• **Work to complete**: Please repeat the records exactly. The pictures are to be left out.

• **Dataset excerpts**:
= = = = =

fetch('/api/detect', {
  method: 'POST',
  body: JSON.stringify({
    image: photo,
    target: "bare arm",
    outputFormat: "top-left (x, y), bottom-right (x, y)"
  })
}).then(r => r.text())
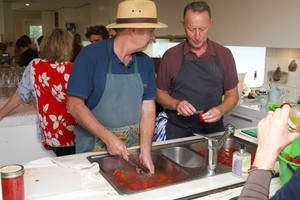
top-left (0, 91), bottom-right (24, 120)
top-left (139, 99), bottom-right (156, 173)
top-left (67, 95), bottom-right (129, 160)
top-left (203, 86), bottom-right (239, 123)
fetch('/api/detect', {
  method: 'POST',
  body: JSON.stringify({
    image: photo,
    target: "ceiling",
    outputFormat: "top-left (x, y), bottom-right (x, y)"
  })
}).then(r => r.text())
top-left (3, 0), bottom-right (91, 11)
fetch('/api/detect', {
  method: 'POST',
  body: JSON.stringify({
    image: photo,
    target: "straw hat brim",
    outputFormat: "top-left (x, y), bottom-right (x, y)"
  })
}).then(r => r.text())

= = = = =

• **Exercise result**:
fetch('/api/detect', {
  method: 'POST',
  body: JSON.stringify({
    image: photo,
    target: "bare arm",
    outputFormat: "top-left (x, y), bottom-right (x, y)"
  })
}).then(r => r.text())
top-left (0, 91), bottom-right (24, 120)
top-left (139, 99), bottom-right (156, 173)
top-left (67, 95), bottom-right (129, 160)
top-left (203, 86), bottom-right (239, 123)
fetch('/api/detect', {
  method: 'POST',
  body: JSON.stringify({
    image: photo,
    target: "ceiling",
    outputFormat: "top-left (x, y), bottom-right (x, y)"
  })
}).then(r => r.text())
top-left (3, 0), bottom-right (91, 11)
fetch('/api/detect', {
  method: 'POST',
  body: JSON.stringify({
    image: photo,
    target: "straw hat brim",
    outputFormat: "top-left (x, y), bottom-right (x, y)"
  })
}).then(r => r.text())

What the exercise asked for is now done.